Sementara dalam konteks desain tradisional Sunda, tampak bahwa setiap material yang dipakai memiliki karakteristik khas sehingga memerlukan alat khusus, yang juga khas untuk mengolahnya melalui pembuatan dan pemasangan tertentu, sesuai dengan sifat material dan kemampuan alat. Sifat material dan jenis bambu, misalnya, disesuaikan dengan sifat khas bambu tersebut. Bambu bersifat lentur sehingga dapat bertahan terhadap pengaruh getaran gempa bumi (Hal 156).
Begitupun dengan produk seni tradisional, termasuk desain atau kriya dalam bentuk perabotan, senantiasa memiliki kaitan makna dengan kosmos atau alam yang lebih luas. Perabotan dibuat selain dengan bentuk yang memenuhi aspek utilitas juga dengan bentuk yang memiliki makna kosmologis. Semisal, wadah padi atau beras seperti nyiru (alat penampi gabah) berbentuk bulat, aseupan (kukusan) berbentuk kerucut memiliki bentuk garis luar segitiga berbentuk susunan lingkaran dari kecil hingga besar, sedangkan boboko (bakul) terdiri dari susunan bentuk segi empat pada bagian dasar (soko) yang secara perlahan berubah jadi lingkaran pada bagian tengah menuju bentuk lingkaran sempurna di bagian atas. Adapun leuit (lumbung padi) umumnya menggunakan denah berbentuk segi empat.

Catatan dataset tentang lokasi objek:
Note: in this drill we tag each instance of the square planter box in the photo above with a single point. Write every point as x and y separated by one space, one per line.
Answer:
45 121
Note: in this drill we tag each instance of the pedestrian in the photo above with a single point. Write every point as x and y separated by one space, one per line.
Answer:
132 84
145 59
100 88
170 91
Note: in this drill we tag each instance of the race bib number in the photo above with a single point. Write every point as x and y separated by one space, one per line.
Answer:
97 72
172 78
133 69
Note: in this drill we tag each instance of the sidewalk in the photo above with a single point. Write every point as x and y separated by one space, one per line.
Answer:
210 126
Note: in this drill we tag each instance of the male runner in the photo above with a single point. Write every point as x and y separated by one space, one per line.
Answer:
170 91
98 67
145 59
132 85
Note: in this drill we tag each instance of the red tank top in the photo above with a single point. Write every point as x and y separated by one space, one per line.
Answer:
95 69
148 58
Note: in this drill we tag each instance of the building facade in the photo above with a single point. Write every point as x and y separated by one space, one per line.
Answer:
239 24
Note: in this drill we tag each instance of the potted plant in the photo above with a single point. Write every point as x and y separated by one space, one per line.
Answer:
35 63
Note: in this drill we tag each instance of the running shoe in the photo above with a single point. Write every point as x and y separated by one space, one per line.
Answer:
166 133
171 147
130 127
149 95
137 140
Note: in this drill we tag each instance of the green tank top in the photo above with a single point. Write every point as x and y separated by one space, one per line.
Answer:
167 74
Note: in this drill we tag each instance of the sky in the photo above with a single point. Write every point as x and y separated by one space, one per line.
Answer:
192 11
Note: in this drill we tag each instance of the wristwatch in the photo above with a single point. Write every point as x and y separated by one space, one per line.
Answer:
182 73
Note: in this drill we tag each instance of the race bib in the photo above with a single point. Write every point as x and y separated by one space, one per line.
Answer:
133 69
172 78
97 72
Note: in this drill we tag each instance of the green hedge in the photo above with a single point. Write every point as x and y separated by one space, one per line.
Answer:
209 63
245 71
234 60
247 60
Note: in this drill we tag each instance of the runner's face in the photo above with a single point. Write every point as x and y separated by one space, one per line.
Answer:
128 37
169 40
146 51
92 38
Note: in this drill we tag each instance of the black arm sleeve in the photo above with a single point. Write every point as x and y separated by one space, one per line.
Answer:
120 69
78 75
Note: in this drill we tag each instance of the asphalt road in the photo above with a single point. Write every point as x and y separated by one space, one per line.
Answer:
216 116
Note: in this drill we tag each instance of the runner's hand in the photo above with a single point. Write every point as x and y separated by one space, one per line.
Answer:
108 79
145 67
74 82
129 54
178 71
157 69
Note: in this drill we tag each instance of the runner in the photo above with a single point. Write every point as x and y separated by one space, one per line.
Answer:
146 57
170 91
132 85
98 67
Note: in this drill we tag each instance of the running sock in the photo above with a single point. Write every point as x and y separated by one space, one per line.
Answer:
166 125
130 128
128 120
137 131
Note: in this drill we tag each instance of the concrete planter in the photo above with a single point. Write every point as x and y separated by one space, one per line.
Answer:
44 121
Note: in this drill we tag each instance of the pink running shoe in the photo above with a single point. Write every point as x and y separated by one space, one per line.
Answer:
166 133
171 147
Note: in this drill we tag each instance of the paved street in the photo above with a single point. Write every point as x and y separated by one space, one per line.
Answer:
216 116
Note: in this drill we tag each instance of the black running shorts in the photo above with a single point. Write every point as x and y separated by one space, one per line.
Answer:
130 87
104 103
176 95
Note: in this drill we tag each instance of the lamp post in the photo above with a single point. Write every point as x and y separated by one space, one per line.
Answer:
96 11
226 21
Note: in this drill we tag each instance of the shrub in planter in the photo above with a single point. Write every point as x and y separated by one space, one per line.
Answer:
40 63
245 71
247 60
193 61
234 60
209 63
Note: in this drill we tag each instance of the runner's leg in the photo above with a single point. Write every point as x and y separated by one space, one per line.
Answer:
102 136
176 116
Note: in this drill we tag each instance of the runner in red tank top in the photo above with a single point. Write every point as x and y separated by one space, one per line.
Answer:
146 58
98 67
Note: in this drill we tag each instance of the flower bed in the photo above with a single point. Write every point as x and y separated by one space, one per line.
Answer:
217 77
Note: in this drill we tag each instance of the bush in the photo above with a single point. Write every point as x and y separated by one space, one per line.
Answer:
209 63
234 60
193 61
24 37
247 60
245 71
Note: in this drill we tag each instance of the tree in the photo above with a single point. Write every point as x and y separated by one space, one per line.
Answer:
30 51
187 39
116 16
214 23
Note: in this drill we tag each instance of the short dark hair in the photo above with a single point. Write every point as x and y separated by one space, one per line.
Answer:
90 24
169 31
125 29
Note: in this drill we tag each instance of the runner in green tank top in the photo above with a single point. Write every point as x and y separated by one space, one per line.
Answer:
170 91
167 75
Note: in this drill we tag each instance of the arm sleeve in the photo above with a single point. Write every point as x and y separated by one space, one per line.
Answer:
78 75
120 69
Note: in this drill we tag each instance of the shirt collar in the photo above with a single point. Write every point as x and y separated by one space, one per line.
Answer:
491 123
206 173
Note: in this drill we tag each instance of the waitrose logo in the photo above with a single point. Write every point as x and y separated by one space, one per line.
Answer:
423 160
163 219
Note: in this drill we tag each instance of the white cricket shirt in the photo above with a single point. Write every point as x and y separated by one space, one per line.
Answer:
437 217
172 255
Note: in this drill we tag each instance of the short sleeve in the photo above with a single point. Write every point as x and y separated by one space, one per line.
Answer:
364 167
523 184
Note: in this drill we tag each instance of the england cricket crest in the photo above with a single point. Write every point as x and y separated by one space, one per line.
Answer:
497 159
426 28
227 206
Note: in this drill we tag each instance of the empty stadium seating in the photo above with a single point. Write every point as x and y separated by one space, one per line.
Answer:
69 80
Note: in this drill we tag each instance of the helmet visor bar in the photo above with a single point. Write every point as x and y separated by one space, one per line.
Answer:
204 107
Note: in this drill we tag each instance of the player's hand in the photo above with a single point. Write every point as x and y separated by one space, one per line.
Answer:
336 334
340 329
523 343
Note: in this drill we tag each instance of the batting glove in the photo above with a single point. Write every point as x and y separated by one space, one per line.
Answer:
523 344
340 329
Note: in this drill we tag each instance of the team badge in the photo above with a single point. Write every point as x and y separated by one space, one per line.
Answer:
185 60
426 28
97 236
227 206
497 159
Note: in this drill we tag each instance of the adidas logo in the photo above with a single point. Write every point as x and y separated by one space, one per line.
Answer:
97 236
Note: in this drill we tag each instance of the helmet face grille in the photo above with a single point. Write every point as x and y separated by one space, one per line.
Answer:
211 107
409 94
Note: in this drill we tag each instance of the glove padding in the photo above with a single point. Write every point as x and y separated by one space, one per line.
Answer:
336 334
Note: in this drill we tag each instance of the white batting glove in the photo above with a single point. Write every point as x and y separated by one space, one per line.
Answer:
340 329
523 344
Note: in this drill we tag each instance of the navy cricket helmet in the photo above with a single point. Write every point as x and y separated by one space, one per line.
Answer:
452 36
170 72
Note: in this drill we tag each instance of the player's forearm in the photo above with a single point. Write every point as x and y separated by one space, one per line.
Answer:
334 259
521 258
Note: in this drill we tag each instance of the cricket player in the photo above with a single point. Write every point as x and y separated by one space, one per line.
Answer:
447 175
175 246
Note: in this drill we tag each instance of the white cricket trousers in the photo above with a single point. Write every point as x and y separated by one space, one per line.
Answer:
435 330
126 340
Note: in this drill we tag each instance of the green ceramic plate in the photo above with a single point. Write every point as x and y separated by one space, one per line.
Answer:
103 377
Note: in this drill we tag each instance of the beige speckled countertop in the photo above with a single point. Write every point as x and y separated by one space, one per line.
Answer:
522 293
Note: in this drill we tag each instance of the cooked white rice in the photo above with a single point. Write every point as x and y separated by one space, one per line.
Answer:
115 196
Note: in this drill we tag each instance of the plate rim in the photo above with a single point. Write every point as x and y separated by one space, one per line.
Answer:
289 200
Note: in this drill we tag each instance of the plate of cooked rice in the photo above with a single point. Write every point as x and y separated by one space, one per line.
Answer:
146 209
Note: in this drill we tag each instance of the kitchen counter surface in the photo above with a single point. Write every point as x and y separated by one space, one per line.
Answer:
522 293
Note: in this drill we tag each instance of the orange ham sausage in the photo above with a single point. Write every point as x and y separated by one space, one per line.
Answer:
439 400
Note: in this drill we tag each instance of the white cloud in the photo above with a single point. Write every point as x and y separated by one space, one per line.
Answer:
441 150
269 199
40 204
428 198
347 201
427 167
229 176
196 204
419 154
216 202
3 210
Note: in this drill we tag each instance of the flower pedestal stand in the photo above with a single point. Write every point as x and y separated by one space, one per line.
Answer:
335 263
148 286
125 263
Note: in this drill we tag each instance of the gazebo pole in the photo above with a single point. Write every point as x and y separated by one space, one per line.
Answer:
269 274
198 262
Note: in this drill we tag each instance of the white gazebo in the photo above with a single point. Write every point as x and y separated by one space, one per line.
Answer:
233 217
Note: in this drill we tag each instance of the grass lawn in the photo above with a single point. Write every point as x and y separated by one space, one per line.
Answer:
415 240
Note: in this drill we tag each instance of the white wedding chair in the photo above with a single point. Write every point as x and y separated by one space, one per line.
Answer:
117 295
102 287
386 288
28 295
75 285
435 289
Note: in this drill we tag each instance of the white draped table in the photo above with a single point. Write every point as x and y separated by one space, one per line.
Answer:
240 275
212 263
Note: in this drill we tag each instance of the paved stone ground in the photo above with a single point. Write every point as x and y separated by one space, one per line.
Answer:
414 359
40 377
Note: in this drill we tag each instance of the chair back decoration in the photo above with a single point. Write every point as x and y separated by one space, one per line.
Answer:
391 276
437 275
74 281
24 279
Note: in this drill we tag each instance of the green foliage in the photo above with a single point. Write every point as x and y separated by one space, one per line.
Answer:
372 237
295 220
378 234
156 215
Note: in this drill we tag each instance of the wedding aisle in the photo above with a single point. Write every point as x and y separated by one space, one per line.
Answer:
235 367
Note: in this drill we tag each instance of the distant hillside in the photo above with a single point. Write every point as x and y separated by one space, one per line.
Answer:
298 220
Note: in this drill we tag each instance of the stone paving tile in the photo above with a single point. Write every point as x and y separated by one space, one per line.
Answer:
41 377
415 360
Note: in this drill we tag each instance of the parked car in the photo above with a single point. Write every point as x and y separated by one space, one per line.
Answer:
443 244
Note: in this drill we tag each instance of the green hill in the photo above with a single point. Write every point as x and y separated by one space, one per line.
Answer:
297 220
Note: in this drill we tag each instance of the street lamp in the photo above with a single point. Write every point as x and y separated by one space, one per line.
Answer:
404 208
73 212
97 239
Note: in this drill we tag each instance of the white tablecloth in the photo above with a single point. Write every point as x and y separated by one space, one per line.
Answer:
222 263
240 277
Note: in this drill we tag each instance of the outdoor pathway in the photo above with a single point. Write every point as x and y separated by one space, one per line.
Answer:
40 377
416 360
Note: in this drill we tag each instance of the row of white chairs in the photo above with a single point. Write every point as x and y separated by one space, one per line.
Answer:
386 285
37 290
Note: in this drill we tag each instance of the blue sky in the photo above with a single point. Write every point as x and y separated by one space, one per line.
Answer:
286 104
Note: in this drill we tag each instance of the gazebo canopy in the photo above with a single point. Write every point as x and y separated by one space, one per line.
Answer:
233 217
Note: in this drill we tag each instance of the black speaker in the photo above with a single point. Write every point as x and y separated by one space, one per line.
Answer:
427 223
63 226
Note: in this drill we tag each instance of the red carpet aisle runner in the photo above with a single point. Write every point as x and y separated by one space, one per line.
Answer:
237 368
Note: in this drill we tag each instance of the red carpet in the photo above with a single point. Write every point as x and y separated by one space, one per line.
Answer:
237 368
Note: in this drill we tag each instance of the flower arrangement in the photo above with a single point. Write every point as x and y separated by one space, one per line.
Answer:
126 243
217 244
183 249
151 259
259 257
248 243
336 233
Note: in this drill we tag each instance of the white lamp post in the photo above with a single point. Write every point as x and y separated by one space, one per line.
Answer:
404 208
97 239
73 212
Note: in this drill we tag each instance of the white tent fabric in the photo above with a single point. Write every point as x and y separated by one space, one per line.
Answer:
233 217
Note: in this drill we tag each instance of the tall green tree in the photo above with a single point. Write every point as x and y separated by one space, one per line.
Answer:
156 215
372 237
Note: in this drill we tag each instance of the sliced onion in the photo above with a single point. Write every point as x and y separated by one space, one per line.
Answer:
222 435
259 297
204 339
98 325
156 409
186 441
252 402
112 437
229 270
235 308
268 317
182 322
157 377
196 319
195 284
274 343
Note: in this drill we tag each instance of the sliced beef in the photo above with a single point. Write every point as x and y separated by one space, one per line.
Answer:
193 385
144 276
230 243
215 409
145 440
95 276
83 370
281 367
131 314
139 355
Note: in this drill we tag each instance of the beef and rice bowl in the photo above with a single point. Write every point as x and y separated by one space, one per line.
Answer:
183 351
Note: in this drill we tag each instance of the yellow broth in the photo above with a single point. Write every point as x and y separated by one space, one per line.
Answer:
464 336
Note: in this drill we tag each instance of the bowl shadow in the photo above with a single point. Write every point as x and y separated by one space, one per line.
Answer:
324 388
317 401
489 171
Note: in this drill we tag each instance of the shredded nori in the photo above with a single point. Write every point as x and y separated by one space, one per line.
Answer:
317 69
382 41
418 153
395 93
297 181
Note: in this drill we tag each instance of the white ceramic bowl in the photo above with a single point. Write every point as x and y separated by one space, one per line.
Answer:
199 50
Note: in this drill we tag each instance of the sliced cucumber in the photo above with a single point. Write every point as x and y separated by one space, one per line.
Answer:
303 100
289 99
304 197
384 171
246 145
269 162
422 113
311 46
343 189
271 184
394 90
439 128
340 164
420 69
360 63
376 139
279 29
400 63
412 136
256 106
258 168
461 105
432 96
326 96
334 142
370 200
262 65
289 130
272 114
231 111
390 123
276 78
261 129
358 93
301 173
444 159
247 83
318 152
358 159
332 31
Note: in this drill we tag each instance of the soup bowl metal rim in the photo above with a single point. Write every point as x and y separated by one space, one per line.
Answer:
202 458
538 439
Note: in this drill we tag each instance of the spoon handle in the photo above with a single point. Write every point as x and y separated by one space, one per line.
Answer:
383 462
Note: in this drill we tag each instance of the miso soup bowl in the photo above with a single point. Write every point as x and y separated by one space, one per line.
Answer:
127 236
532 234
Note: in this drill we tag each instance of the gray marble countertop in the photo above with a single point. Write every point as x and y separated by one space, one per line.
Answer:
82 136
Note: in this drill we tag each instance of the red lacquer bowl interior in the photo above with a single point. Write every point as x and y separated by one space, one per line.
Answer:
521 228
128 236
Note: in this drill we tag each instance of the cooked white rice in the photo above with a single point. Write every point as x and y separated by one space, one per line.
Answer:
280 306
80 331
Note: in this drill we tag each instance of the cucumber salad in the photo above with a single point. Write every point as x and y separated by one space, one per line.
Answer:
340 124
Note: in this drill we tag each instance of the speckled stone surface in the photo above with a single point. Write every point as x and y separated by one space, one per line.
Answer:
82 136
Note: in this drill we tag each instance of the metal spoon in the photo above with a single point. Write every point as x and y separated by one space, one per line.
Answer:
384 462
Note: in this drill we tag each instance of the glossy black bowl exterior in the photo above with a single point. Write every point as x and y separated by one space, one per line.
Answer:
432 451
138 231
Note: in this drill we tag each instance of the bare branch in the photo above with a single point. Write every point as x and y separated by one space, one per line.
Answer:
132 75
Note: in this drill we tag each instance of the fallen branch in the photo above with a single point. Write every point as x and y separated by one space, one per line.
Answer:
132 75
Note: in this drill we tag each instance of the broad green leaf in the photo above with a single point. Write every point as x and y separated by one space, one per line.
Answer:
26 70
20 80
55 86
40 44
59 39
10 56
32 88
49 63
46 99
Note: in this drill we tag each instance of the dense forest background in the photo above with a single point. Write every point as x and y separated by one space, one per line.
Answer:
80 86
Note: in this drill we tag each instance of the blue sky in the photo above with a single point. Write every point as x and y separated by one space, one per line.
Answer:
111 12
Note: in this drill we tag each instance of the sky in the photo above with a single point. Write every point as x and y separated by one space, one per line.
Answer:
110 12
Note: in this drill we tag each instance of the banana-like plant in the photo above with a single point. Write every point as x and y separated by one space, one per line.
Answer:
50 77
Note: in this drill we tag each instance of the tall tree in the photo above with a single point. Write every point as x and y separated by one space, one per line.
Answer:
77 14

**Daftar Tugas**
1 – Tuliskan kembali seluruh bagian teks tentang desain tradisional Sunda, dari "Sementara dalam konteks" sampai "bumi (Hal 156).", tanpa mengubah apa pun.
2 – Daftarkan setiap nama benda berbahasa Sunda dalam teks tentang desain tradisional Sunda yang diikuti padanan bahasa Indonesia di dalam tanda kurung, lengkap dengan padanannya.
3 – Lanjutkan teks tentang desain tradisional Sunda setelah kalimat terakhirnya.
Butir-butir data tersebut tidak berhubungan dengan teks tentang desain tradisional Sunda.

**Jawaban Berurutan**
1 –
Sementara dalam konteks desain tradisional Sunda, tampak bahwa setiap material yang dipakai memiliki karakteristik khas sehingga memerlukan alat khusus, yang juga khas untuk mengolahnya melalui pembuatan dan pemasangan tertentu, sesuai dengan sifat material dan kemampuan alat. Sifat material dan jenis bambu, misalnya, disesuaikan dengan sifat khas bambu tersebut. Bambu bersifat lentur sehingga dapat bertahan terhadap pengaruh getaran gempa bumi (Hal 156).

2 –
nyiru (alat penampi gabah)
aseupan (kukusan)
boboko (bakul)
leuit (lumbung padi)

3 –
Dalam estetika sunda, bentuk segitiga dengan salah satu sudut berada di atas (nyungcung) adalah perlambang tempat suci, seperti istilah buana nyungcung, tempat dalam kosmologi Sunda untuk “dunia atas” tempat Nu Ngersakeun (Tuhan Yang Maha Esa) dan bale nyungcung untuk tempat beribadah seperti masjid. Adapun bentuk lingkaran dimaknai sebagai keyakinan dan keimanan sebagaimana terdapat dalam ungkapan “niat kudu buleud” (niat harus bulat). Segi empat melambangkan perilaku yang sempurna sebagaimana ungkapan “hirup kudu masagi” (hidup harus seperti bujur sangkar) (Hal 152-153).
Selain menggunakan bahasa Indonesia, di dalam buku yang terdiri dari empat bagian ini, khusus pada bagian terakhir penulis menggunakan bahasa Sunda dalam menulis esai-esainya.